■ Source records ■
%%
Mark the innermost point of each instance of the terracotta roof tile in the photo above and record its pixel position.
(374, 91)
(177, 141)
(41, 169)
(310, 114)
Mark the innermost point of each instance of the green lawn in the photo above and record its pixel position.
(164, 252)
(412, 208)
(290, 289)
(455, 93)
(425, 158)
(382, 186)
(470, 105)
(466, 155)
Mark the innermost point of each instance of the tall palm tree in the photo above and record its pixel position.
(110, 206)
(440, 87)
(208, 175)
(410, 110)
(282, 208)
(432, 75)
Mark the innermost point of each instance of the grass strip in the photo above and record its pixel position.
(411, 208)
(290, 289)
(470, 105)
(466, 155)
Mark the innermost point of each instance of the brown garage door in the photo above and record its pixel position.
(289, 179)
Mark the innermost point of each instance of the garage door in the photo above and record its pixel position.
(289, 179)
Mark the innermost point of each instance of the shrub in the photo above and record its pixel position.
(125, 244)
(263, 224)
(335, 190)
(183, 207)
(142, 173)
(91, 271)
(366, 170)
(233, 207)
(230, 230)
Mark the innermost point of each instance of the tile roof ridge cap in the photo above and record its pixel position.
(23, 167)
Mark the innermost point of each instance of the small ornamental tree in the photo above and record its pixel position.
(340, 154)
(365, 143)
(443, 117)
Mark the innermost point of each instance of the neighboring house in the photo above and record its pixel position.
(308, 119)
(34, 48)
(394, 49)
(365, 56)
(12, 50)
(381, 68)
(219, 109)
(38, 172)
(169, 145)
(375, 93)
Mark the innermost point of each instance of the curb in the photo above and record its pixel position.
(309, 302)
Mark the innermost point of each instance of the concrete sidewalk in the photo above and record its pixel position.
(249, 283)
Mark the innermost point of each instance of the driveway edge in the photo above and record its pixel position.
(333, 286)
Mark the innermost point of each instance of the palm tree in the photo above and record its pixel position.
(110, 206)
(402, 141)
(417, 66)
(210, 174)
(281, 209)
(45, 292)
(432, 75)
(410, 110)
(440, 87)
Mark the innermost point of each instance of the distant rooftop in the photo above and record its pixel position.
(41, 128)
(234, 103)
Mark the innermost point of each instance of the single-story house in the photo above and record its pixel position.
%%
■ Task instructions ■
Transcribe all of the entries without altering anything.

■ Solution below ■
Mark the innermost point of each instance of the terracotta roof tile in the photo above and record its pixel position.
(374, 91)
(177, 141)
(41, 169)
(310, 114)
Mark the innermost point of each instance of the green lawn in the photo above and record its pixel position.
(164, 252)
(412, 208)
(290, 289)
(455, 93)
(425, 158)
(382, 186)
(470, 105)
(466, 155)
Mark the innermost point of each instance of the tall palm tree in the photo above and record its pixel position.
(110, 206)
(440, 87)
(208, 175)
(410, 110)
(282, 208)
(432, 75)
Mark the innermost point of each instance of the grass strip in the photo above and record its pixel position.
(411, 208)
(290, 289)
(470, 105)
(466, 155)
Mark the innermost point of each instance of the brown garage door in the photo above and record its pixel position.
(289, 179)
Mark the innermost point of each instance of the garage door in the photo above and record its pixel position.
(289, 179)
Mark the innermost point of each instance of the shrub in the photo above and record its pixel position.
(125, 244)
(263, 224)
(335, 190)
(183, 207)
(142, 173)
(91, 271)
(366, 170)
(233, 207)
(230, 230)
Mark the innermost point of each instance of the tile roof ridge cap in the photo above and record its pixel position.
(23, 167)
Mark the innermost point of each instance of the small ornamental tree in the photo above and record its pixel position.
(340, 154)
(365, 143)
(443, 117)
Mark the innermost point of each instance of the neighboring house in the photo above and record its pixel position.
(308, 119)
(34, 48)
(394, 49)
(365, 56)
(12, 50)
(381, 68)
(219, 109)
(38, 172)
(169, 145)
(375, 93)
Mark the innermost point of each instance of the curb in the photo above and record its pixel position.
(309, 302)
Mark the innermost point of each instance of the concrete sidewalk in the photo above and record its pixel position.
(249, 283)
Mark the innermost point of each instance of the driveway edge in the photo above and record its pixel position.
(333, 286)
Mark the innermost point of each instance of the palm tree in the photo above and record its pixel position.
(110, 206)
(402, 141)
(417, 66)
(210, 174)
(281, 209)
(45, 292)
(432, 75)
(410, 110)
(440, 87)
Mark the innermost point of each instance of the distant rooftop in the photo above and record its pixel position.
(41, 128)
(234, 103)
Mark the innermost point of each instance of the single-story house in the photo above and record its pixel position.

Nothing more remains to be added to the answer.